____ Data to use
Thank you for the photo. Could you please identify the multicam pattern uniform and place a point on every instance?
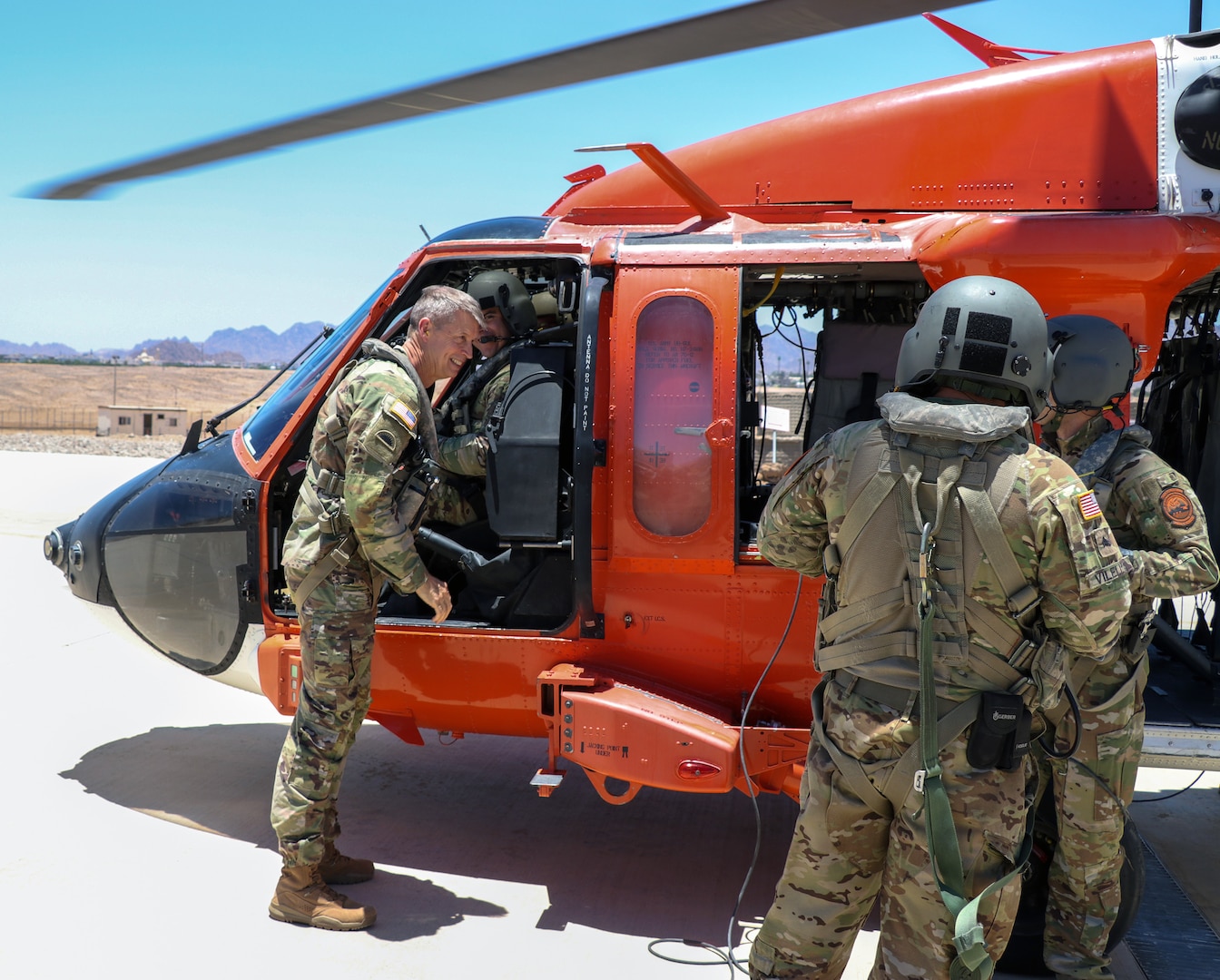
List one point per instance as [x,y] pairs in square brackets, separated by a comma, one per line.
[364,429]
[1158,519]
[843,855]
[464,454]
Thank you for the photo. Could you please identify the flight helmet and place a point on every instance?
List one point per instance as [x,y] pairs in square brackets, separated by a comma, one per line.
[1093,362]
[981,329]
[506,293]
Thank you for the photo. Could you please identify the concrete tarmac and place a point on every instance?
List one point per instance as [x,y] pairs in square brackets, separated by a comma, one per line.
[135,834]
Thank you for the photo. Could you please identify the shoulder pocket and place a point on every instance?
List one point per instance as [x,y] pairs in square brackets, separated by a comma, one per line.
[390,432]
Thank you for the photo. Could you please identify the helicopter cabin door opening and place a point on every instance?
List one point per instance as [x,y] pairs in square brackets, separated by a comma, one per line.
[510,565]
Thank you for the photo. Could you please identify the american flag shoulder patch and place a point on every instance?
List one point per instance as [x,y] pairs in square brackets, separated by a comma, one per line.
[1087,505]
[403,414]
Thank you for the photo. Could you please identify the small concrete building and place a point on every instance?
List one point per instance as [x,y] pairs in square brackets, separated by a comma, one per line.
[135,419]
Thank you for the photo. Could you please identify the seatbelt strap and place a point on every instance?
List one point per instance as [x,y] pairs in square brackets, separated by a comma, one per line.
[337,557]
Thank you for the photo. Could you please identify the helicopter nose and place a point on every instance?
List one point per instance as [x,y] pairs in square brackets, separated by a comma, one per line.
[54,545]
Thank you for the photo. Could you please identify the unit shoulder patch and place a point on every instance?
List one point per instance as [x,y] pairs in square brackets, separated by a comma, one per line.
[1177,507]
[401,411]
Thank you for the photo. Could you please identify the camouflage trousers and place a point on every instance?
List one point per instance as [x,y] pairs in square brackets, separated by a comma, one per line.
[337,643]
[1084,877]
[844,858]
[447,505]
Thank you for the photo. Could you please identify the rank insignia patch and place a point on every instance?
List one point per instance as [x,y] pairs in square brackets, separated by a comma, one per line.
[403,415]
[1087,505]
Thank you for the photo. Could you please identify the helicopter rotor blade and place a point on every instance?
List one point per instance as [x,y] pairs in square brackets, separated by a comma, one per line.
[747,25]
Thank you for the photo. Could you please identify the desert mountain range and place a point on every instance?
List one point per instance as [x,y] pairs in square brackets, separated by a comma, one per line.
[252,347]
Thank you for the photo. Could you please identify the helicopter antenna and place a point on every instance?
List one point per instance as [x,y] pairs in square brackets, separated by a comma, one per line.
[217,419]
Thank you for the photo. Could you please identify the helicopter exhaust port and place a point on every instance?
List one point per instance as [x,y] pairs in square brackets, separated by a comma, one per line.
[635,738]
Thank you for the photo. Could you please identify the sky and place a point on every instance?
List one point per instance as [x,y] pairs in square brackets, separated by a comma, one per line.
[307,233]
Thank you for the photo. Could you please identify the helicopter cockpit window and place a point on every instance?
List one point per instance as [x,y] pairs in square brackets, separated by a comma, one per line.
[671,465]
[271,419]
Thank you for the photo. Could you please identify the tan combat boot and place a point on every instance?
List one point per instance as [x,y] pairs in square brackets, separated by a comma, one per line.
[339,869]
[301,896]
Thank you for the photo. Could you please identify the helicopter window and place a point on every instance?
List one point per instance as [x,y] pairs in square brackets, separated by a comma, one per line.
[674,398]
[269,422]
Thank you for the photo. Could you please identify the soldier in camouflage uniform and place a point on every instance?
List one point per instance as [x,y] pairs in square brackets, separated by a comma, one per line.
[1159,524]
[463,421]
[350,533]
[1018,574]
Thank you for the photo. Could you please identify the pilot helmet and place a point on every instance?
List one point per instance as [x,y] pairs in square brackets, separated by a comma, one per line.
[1093,362]
[985,330]
[507,294]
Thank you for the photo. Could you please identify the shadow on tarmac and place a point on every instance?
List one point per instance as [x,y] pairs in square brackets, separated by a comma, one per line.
[665,865]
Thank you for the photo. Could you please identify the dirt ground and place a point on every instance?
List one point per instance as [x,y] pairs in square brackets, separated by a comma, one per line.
[201,390]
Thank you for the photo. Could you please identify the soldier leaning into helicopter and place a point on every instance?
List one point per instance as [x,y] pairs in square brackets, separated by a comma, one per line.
[350,532]
[1159,525]
[963,564]
[461,426]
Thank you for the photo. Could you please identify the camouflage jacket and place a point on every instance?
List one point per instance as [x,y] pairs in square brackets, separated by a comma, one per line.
[464,449]
[1069,558]
[1152,508]
[364,432]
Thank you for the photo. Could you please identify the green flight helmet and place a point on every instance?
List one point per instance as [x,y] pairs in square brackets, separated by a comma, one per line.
[507,294]
[982,329]
[1095,362]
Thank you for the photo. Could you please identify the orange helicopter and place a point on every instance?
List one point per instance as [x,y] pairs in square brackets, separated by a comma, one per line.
[639,634]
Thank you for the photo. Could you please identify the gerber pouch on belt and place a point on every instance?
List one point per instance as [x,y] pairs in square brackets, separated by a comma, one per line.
[1000,737]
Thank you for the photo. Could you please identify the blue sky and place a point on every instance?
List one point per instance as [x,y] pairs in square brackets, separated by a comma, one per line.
[307,233]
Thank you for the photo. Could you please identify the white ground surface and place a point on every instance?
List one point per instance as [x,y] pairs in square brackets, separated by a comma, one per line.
[137,840]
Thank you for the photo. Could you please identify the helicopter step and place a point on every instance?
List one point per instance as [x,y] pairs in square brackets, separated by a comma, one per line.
[616,730]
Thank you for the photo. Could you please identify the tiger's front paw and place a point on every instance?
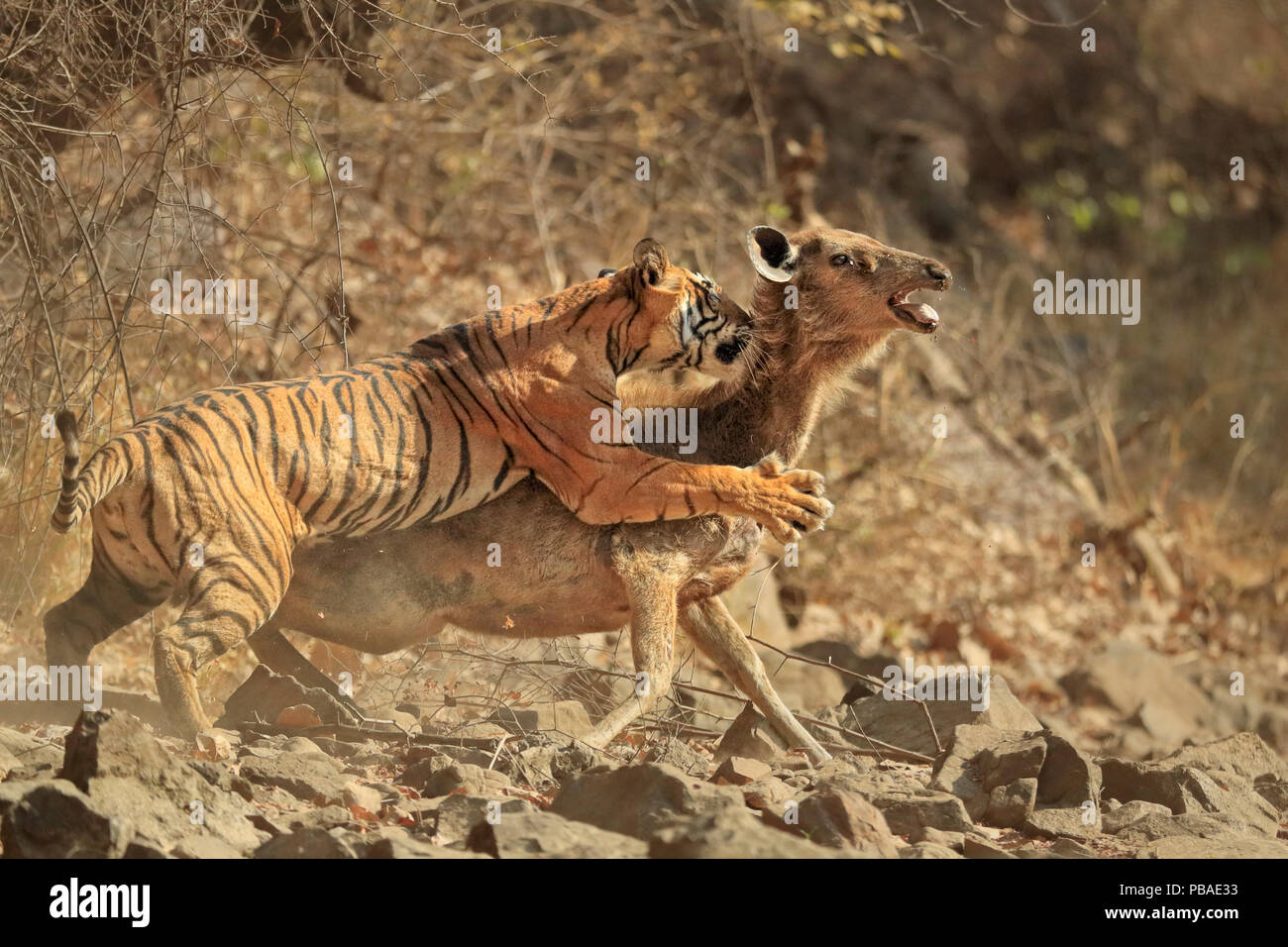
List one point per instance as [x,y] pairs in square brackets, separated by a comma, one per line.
[789,502]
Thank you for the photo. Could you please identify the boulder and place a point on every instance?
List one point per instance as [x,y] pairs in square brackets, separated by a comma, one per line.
[733,834]
[54,819]
[548,835]
[638,800]
[903,723]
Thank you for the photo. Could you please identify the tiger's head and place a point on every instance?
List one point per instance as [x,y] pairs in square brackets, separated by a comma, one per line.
[687,334]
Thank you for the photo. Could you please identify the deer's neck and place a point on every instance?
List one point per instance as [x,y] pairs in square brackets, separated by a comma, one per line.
[803,368]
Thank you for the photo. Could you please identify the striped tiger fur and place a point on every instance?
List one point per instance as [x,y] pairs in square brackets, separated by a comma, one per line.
[204,501]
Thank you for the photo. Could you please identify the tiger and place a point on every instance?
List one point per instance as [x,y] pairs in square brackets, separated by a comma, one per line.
[204,502]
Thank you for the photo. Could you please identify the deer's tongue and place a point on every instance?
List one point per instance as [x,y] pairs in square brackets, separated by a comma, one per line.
[915,316]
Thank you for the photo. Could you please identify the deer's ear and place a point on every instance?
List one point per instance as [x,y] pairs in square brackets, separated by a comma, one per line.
[651,260]
[773,257]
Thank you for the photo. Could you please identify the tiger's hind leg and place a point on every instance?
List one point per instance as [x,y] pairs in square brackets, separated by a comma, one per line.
[106,603]
[228,599]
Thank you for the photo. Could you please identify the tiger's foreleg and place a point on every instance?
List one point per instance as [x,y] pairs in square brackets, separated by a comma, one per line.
[652,583]
[228,598]
[645,488]
[720,638]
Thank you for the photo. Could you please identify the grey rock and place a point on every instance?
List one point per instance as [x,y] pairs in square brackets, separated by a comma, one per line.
[681,755]
[734,834]
[305,843]
[1180,847]
[926,849]
[903,723]
[1113,821]
[638,800]
[548,835]
[1144,685]
[565,718]
[130,776]
[458,814]
[55,819]
[975,847]
[310,777]
[1184,789]
[909,812]
[1010,805]
[837,819]
[750,735]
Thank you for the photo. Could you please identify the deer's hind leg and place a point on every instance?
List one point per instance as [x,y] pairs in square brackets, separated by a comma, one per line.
[228,596]
[106,603]
[652,579]
[719,637]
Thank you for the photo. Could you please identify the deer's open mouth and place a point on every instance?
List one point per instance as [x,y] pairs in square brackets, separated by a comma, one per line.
[915,316]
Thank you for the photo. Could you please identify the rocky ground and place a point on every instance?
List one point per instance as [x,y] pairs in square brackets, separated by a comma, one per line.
[1003,784]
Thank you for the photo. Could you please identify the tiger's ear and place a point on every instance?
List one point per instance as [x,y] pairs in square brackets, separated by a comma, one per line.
[773,257]
[651,260]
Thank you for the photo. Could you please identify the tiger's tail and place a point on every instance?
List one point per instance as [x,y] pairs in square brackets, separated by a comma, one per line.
[81,488]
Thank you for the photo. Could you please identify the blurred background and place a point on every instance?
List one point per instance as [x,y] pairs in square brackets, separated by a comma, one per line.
[497,145]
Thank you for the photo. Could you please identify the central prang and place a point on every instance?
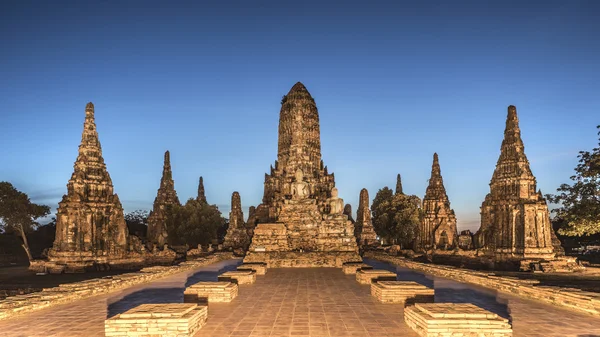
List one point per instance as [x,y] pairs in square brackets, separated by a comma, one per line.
[300,222]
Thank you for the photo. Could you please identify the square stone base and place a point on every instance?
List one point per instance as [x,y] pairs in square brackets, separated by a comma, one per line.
[350,268]
[259,267]
[239,276]
[401,292]
[366,276]
[302,259]
[210,292]
[454,320]
[174,319]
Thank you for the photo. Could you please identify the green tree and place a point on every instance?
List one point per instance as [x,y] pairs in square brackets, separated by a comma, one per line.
[396,217]
[194,223]
[579,212]
[18,214]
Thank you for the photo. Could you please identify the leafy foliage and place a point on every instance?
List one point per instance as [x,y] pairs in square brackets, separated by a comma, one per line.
[580,202]
[18,214]
[137,222]
[194,223]
[396,217]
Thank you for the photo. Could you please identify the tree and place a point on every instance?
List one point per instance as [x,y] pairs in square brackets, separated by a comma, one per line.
[137,222]
[194,223]
[18,213]
[396,217]
[579,213]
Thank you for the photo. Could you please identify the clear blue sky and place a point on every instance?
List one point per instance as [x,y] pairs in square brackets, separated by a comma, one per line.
[394,81]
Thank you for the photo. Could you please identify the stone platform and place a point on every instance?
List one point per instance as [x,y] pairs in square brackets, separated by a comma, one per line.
[351,268]
[210,292]
[239,276]
[366,276]
[401,292]
[174,319]
[259,267]
[302,259]
[454,320]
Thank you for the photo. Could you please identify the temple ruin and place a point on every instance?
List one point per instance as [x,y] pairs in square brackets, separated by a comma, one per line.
[364,231]
[300,221]
[201,193]
[399,185]
[90,225]
[515,223]
[165,197]
[437,229]
[237,236]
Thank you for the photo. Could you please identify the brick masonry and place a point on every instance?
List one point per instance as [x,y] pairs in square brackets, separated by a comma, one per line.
[211,292]
[574,299]
[455,320]
[149,320]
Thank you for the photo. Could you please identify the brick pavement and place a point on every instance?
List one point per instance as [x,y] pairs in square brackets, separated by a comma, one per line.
[299,302]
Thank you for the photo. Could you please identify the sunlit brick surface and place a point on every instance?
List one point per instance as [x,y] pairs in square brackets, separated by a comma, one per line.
[299,302]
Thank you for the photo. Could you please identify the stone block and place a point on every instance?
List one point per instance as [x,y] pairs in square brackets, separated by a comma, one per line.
[454,320]
[173,319]
[350,268]
[202,292]
[401,292]
[366,276]
[239,276]
[259,267]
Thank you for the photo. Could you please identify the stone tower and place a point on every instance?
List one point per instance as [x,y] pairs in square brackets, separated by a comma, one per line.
[399,185]
[515,223]
[348,212]
[236,236]
[438,226]
[300,221]
[365,233]
[299,150]
[89,222]
[165,197]
[201,193]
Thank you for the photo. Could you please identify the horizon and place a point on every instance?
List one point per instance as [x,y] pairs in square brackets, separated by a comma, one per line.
[387,99]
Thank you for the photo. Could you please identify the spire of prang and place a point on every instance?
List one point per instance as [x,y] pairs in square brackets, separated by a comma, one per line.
[435,189]
[167,177]
[348,212]
[399,185]
[201,193]
[512,166]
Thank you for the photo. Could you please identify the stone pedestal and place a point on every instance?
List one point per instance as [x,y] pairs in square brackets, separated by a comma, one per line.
[239,276]
[210,292]
[366,276]
[350,268]
[301,259]
[454,320]
[259,267]
[175,319]
[401,292]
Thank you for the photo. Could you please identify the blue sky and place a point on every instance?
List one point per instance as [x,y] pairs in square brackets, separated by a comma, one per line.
[394,82]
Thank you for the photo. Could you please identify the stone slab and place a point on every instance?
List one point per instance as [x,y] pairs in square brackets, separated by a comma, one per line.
[211,292]
[350,268]
[259,267]
[283,259]
[401,292]
[239,276]
[149,320]
[455,320]
[366,276]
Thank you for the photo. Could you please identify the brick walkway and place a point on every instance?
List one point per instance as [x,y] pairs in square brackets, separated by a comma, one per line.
[299,302]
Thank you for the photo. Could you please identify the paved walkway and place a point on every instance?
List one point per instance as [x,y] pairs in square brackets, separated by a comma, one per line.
[299,302]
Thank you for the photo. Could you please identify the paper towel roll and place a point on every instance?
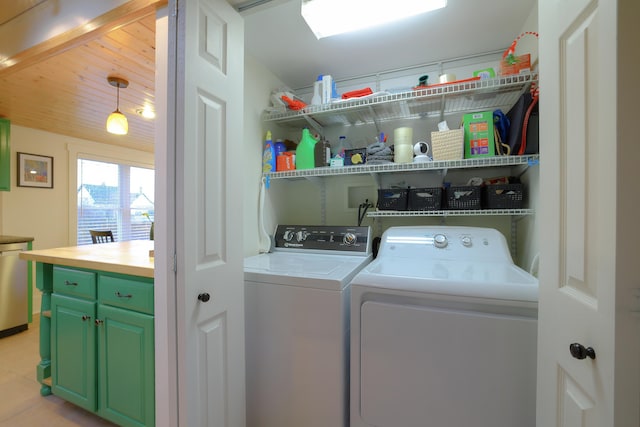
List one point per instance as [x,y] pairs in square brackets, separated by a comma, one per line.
[403,153]
[403,136]
[420,148]
[447,78]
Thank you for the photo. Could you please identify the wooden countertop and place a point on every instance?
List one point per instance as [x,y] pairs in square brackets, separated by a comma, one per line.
[14,239]
[131,257]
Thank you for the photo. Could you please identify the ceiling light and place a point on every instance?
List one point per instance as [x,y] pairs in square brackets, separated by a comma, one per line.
[117,122]
[330,17]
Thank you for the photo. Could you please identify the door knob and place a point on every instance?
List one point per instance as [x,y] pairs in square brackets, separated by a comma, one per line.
[580,352]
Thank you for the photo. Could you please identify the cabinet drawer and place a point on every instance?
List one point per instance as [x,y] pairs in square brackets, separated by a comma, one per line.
[130,293]
[74,282]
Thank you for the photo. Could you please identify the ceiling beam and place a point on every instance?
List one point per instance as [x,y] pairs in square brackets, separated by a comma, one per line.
[116,18]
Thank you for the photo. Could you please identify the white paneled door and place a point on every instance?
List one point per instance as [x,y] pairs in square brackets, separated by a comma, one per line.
[582,271]
[208,102]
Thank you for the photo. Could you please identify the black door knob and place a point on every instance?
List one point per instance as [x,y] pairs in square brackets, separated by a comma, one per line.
[580,352]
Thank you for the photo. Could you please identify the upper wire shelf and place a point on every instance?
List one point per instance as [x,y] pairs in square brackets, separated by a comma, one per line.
[529,160]
[477,95]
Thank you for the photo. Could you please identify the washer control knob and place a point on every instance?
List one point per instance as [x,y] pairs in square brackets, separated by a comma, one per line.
[349,239]
[301,236]
[440,241]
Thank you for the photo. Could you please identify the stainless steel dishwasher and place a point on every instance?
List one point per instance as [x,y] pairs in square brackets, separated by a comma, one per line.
[14,291]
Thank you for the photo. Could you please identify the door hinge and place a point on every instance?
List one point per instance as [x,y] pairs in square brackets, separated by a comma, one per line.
[175,262]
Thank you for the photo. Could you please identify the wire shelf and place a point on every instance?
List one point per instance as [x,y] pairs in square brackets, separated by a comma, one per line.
[478,95]
[408,167]
[470,212]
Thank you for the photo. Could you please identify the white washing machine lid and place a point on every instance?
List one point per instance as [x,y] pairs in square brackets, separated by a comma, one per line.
[486,280]
[332,272]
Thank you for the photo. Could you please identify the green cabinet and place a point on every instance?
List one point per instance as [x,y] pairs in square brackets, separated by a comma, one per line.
[102,344]
[126,367]
[73,350]
[5,155]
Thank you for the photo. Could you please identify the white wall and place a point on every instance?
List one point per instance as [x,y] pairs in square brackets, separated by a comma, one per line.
[257,90]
________
## What is being asked
From the records above, copy exactly the lines starting at the one with "paw and place a point on every instance?" and ending at the one with "tiger and place a point on every instance?", and no others. Pictures stay out.

## Answer space
Thank you for the photo. Could you please identify the tiger's front paw and place a point on every instance?
List one point per instance as [x,y] pairs in square brackets, separated by a comma, one per line.
[789,502]
Thank you for the photo. Could you please identify the boulder and place a point on every instance?
List one point per instance as [x,y] pairs in square brackets, separated by a comma, one per line.
[733,834]
[54,819]
[548,835]
[638,800]
[903,723]
Thank you for the photo. Could you please identify the tiger's head and place a point on every instance?
List one point per instance as [x,y] pairs in square brackets, separated by a comma, one per line.
[687,334]
Thank you for the photo. Could you please identify the deer's neck and place a point on every instance?
List one point per instance as [x,y] pairs in square brackets, separated by a comma, one per line.
[803,368]
Thank you for the photo. Could you please identify the striped tiger fur and place a point on every instance?
List one point per instance as [x,y] pairs in square brackets, separated by a comma, one per line.
[204,501]
Thank you for the photo. Could you please identify the tiger and place a point on every instance?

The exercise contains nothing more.